■ TASK DESCRIPTION ■
Print the listing below line for line, without changing anything.

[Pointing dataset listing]
----------------
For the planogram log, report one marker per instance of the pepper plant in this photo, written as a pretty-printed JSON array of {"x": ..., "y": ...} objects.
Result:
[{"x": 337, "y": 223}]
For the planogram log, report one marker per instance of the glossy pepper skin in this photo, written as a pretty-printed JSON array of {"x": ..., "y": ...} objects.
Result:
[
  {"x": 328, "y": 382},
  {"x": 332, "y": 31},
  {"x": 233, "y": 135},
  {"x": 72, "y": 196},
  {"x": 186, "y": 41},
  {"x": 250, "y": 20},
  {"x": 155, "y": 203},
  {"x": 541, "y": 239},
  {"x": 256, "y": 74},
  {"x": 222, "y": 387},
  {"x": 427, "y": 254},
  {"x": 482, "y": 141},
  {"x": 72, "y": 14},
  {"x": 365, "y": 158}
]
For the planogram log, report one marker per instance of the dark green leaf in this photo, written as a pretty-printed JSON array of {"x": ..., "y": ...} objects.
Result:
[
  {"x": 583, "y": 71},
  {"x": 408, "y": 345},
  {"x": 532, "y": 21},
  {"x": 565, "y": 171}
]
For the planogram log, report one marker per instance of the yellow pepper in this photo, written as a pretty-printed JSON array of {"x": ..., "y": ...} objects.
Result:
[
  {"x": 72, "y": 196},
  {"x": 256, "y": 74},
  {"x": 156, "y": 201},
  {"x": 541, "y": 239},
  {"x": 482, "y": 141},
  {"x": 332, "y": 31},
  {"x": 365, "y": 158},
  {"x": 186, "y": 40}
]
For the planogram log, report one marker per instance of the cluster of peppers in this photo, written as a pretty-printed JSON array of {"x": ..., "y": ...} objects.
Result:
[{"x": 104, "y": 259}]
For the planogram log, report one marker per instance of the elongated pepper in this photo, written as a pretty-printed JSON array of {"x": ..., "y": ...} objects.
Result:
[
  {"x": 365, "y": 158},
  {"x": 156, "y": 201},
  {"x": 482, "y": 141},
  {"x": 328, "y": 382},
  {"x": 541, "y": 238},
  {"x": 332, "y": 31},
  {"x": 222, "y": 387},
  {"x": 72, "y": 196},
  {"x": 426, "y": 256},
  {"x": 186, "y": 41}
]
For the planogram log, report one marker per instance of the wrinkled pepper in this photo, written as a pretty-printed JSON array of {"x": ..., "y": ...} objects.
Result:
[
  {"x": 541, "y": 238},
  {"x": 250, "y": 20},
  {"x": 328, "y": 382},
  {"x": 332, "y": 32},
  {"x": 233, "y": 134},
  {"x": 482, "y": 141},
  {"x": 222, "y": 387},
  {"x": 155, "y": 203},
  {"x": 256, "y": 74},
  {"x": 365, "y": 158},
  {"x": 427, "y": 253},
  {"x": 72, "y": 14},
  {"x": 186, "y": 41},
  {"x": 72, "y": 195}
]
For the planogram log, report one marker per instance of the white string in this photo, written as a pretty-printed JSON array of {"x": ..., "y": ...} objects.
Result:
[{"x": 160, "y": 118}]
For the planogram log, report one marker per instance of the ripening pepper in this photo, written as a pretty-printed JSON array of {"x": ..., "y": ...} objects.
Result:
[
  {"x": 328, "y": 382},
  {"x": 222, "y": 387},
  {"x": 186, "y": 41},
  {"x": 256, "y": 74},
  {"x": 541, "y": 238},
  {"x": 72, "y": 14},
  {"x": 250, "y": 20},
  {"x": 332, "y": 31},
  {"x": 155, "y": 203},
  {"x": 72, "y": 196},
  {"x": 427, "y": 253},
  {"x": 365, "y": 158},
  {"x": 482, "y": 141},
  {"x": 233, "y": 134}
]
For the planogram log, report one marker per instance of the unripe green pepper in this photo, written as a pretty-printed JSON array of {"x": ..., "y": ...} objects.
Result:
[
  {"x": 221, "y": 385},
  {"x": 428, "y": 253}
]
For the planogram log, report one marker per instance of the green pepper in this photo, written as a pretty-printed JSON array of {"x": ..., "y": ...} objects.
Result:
----------------
■ ANSWER TO THE PROBLEM ■
For the planogram log, report one marker per instance of the pepper plant in this photo, written as a pretty-printed JSON array of {"x": ..., "y": ...} objects.
Result:
[{"x": 337, "y": 223}]
For the planogram log, report one marker per instance of the glossy pepper skin in this photo, written as a pretty-printed JSON array of {"x": ..., "y": ...} objects.
Result:
[
  {"x": 328, "y": 382},
  {"x": 332, "y": 31},
  {"x": 233, "y": 135},
  {"x": 72, "y": 196},
  {"x": 186, "y": 41},
  {"x": 250, "y": 20},
  {"x": 155, "y": 203},
  {"x": 541, "y": 239},
  {"x": 256, "y": 74},
  {"x": 222, "y": 387},
  {"x": 427, "y": 254},
  {"x": 482, "y": 141},
  {"x": 72, "y": 14},
  {"x": 365, "y": 158}
]
For the planogram log, report one marker per instance of the dark green leaf in this photo, written as a pretty-printed JSON array of {"x": ..., "y": ...} objects.
Result:
[
  {"x": 583, "y": 71},
  {"x": 408, "y": 345},
  {"x": 532, "y": 21},
  {"x": 565, "y": 171}
]
For the planogram log, report one marker per instance of the yellow pepper in this photo, written as a pretty-printed JSON array of {"x": ..., "y": ...} objects.
Result:
[
  {"x": 72, "y": 196},
  {"x": 256, "y": 74},
  {"x": 156, "y": 201},
  {"x": 541, "y": 239},
  {"x": 482, "y": 141},
  {"x": 332, "y": 31},
  {"x": 365, "y": 158},
  {"x": 186, "y": 40}
]
For the planogram log, report one marker per instance of the cluster of peppers in this photo, written as a pretty-printed JSON array of {"x": ..., "y": ...} objects.
Result:
[{"x": 104, "y": 259}]
For the planogram log, report one marker per instance of the elongated pepper in this photo, written as a pretty-printed JSON array of {"x": ..., "y": ...} objects.
Result:
[
  {"x": 365, "y": 158},
  {"x": 156, "y": 201},
  {"x": 482, "y": 141},
  {"x": 328, "y": 382},
  {"x": 541, "y": 238},
  {"x": 332, "y": 31},
  {"x": 222, "y": 387},
  {"x": 72, "y": 196},
  {"x": 426, "y": 256},
  {"x": 186, "y": 41}
]
For the planogram log, report one marker per instance of the wrinkled pepper in this photo, written as a pretty-printed JSON array of {"x": ..., "y": ...} objects.
Result:
[
  {"x": 541, "y": 238},
  {"x": 250, "y": 20},
  {"x": 328, "y": 382},
  {"x": 332, "y": 32},
  {"x": 233, "y": 134},
  {"x": 482, "y": 141},
  {"x": 222, "y": 387},
  {"x": 155, "y": 203},
  {"x": 256, "y": 74},
  {"x": 365, "y": 158},
  {"x": 427, "y": 253},
  {"x": 72, "y": 14},
  {"x": 186, "y": 41},
  {"x": 72, "y": 195}
]
For the planogram log, report one marker per instance of the white string in this photo, written as a pretty-printed JSON array of {"x": ..., "y": ...} objects.
Result:
[{"x": 160, "y": 118}]
For the planogram log, report one marker per instance of the ripening pepper in this photo, written as a pretty-printed JSON array of {"x": ..., "y": ...} objects.
Result:
[
  {"x": 328, "y": 382},
  {"x": 222, "y": 387},
  {"x": 186, "y": 41},
  {"x": 256, "y": 74},
  {"x": 541, "y": 238},
  {"x": 72, "y": 14},
  {"x": 250, "y": 20},
  {"x": 332, "y": 31},
  {"x": 155, "y": 203},
  {"x": 72, "y": 196},
  {"x": 427, "y": 253},
  {"x": 365, "y": 158},
  {"x": 482, "y": 141},
  {"x": 233, "y": 134}
]
For the planogram log, report one marker per instance of the unripe green pepper in this photo, written as a pretty-printed JSON array of {"x": ..., "y": ...} objects.
Result:
[
  {"x": 221, "y": 385},
  {"x": 428, "y": 253}
]
For the planogram log, report one marker per instance of the green pepper in this photo, written as a pretty-printed JSON array of {"x": ..., "y": ...} objects.
Result:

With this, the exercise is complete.